====== Data provided ======
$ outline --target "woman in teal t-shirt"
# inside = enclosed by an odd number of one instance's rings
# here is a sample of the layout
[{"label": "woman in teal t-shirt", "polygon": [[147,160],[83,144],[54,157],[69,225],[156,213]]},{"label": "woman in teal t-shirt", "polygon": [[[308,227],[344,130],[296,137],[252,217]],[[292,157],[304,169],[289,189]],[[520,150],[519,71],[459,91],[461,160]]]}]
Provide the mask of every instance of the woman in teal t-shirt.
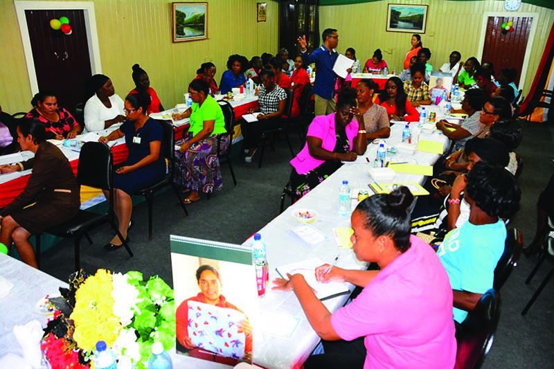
======
* [Given task] Arrange every line of the records as a JSON list of strings, one string per line, and omit blank lines. Leave the pictures out.

* [Response to this task]
[
  "$ outline --target \"woman in teal t-shirt\"",
  "# inside = enclosed by an odd number of one instance's rings",
  "# here is a sample of the layout",
  "[{\"label\": \"woman in teal t-shirt\", \"polygon\": [[147,160],[83,144],[54,157],[69,225],[156,213]]},{\"label\": \"woman in teal t-shirt\", \"polygon\": [[[308,227],[344,130],[296,137],[252,217]],[[292,157],[304,169],[289,189]],[[520,150],[519,71],[459,91],[461,160]]]}]",
  "Provide the mask of every instance of the woman in teal t-shirt."
]